▶ **SELECTED PASSAGE**:
========================================================================

To accurately quantify metabolites, the crude extract was obtained by centrifugation at 12,000 rpm for 10 min. The resulting supernatant was filtered through a 0.22 μm membrane and stored at 4 °C. Metabolite analysis was performed using an HPLC system (Shimadzu, Kyoto, Japan) equipped with a C18 column and an SPD-20A UV detector set at 310 nm. The column temperature was maintained at 30 °C, and the mobile phase consisted of methanol and water (containing 0.1% formic acid) in a ratio of 70:30 (v/v). The flow rate was set at 0.6 mL/min. HupA was quantified using a standard curve generated with a reference standard from Shanghai Bide Pharmaceutical Technology Co., Ltd. (Shanghai, China), with concentrations ranging from 0 to 100 mg/L. The absorbance peak areas and HupA concentrations exhibited a linear relationship (R2 = 0.9994). The presence of HupA in the endophytic fungal extracts was further confirmed by LC-MS. The electrospray ionization mass spectrometry (ESI-MS) spectrum was acquired using a Waters system. A sample volume of 4 µL was injected into a Waters (Milford, MA, USA) ACQUITY UPLC system with a BEH C8 column (1.7 µm, 2.1 × 100 mm). The gradient elution was performed using solvent A (water + 0.1% formic acid) and solvent B (acetonitrile) for 15 min at a flow rate of 0.3 mL/min.

========================================================================

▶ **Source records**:

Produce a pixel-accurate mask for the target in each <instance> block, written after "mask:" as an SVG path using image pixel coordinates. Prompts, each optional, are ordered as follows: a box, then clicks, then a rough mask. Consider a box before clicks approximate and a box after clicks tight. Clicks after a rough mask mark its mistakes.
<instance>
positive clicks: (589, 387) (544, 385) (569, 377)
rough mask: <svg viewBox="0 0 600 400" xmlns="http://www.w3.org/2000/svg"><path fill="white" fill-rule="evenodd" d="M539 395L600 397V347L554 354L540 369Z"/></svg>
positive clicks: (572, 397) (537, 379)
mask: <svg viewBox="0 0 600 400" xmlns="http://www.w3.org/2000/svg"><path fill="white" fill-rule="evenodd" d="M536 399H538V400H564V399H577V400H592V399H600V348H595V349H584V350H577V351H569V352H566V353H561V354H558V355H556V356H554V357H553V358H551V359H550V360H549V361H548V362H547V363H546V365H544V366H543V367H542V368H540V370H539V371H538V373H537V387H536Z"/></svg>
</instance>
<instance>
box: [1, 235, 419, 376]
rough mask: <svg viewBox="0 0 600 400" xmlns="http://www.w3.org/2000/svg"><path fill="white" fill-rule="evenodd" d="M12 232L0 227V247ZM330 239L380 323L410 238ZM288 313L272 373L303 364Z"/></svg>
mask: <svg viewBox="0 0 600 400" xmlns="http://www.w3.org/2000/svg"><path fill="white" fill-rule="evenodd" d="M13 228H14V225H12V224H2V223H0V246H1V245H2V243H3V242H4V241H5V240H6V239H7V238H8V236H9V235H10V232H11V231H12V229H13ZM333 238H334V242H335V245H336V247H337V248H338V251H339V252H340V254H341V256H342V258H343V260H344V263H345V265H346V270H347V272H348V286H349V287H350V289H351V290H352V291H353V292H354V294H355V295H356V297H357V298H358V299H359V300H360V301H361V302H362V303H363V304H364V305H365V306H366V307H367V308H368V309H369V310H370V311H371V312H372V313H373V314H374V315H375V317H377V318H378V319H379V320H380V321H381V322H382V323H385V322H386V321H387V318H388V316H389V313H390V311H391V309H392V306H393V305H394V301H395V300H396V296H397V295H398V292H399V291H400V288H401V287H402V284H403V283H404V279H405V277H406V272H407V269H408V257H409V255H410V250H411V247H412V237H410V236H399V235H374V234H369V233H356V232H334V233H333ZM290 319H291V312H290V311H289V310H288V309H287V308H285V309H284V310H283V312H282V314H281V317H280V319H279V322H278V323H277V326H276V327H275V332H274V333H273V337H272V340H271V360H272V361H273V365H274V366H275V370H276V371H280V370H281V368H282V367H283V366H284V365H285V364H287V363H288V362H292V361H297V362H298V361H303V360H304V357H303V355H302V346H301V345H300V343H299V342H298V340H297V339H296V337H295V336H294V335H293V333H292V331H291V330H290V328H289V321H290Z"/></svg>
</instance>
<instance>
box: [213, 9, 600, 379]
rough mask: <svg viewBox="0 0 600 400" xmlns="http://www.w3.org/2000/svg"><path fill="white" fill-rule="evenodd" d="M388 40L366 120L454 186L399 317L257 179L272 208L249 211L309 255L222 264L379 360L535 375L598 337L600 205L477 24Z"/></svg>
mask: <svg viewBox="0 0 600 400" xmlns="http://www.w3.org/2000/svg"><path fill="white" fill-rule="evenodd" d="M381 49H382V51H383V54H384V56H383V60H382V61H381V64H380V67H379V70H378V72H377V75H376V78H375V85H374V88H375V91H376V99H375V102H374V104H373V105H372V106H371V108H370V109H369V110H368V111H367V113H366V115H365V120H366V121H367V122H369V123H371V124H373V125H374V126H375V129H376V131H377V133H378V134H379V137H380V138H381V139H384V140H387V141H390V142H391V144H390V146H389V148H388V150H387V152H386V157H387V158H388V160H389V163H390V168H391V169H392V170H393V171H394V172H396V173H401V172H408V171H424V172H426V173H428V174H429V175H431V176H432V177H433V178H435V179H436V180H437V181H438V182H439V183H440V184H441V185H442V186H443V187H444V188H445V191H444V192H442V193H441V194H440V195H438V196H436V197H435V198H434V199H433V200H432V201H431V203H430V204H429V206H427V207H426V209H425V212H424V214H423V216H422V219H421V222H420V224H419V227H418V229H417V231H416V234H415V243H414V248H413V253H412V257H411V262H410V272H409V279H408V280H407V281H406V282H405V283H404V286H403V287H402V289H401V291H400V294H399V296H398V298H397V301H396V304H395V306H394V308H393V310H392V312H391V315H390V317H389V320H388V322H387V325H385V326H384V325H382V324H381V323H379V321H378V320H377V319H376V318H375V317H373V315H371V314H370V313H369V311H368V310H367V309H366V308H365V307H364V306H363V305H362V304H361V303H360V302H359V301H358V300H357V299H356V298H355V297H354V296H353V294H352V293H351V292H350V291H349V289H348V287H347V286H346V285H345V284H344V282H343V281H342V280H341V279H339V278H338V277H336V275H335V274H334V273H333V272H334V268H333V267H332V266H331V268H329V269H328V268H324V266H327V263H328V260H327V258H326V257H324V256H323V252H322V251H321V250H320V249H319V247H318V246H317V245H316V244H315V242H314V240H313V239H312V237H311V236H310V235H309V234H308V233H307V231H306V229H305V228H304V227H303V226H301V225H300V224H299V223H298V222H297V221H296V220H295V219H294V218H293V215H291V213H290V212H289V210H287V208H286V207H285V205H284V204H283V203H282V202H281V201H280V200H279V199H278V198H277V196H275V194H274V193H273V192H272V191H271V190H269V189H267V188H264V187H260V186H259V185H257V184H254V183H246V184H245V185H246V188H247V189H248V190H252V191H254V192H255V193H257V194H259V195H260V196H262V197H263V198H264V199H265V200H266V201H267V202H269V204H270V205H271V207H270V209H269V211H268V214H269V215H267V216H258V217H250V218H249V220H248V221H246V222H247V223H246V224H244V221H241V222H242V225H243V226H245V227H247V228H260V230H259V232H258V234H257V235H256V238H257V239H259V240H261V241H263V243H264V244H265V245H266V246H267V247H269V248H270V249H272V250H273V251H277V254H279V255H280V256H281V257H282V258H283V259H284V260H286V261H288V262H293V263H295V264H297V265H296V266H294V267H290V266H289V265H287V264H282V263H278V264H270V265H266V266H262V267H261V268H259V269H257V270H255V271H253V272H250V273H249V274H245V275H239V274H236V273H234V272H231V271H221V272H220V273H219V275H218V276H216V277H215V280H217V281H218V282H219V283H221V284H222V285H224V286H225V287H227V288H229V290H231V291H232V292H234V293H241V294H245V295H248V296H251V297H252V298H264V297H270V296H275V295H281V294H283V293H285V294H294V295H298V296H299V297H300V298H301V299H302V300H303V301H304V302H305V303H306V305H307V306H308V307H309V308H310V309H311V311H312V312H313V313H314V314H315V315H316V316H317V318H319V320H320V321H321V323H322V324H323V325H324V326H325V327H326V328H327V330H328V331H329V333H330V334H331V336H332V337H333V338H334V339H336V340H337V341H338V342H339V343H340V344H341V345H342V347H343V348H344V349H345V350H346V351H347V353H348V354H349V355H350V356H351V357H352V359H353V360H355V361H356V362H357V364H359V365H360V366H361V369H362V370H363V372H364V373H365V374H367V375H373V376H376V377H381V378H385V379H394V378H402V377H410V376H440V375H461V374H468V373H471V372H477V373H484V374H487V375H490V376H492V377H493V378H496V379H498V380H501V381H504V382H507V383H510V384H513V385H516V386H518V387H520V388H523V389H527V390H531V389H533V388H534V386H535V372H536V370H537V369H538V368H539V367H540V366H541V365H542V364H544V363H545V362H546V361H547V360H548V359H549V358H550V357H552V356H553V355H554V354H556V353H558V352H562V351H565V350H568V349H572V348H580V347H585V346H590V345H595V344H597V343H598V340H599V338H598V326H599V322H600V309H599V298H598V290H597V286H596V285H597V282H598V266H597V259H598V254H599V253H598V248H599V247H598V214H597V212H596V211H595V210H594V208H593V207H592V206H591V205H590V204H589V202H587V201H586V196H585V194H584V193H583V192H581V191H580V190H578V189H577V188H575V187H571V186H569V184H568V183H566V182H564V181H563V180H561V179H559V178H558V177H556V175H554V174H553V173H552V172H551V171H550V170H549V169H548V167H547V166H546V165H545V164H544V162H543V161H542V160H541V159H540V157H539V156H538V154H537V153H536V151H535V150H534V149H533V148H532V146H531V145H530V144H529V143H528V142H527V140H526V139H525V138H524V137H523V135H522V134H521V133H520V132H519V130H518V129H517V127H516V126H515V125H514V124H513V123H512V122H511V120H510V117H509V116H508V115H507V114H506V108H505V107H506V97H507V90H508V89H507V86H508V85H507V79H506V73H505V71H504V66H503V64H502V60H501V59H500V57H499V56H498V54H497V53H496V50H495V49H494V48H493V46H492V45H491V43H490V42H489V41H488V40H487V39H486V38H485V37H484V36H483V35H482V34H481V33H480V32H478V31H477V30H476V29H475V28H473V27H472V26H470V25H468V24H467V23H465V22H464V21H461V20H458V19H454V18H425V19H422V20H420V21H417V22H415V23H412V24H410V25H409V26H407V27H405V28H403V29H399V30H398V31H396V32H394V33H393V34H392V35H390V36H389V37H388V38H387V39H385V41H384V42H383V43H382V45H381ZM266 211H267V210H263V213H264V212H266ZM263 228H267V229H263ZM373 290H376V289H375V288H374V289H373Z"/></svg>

========================================================================

▶ **DIRECTIONS FOR THIS TASK**: List every company named in the methods passage above, each with the location the passage gives for it.

▶ **EXERCISE ANSWER**:
- Shimadzu: Kyoto, Japan
- Shanghai Bide Pharmaceutical Technology Co., Ltd.: Shanghai, China
- Waters: Milford, MA, USA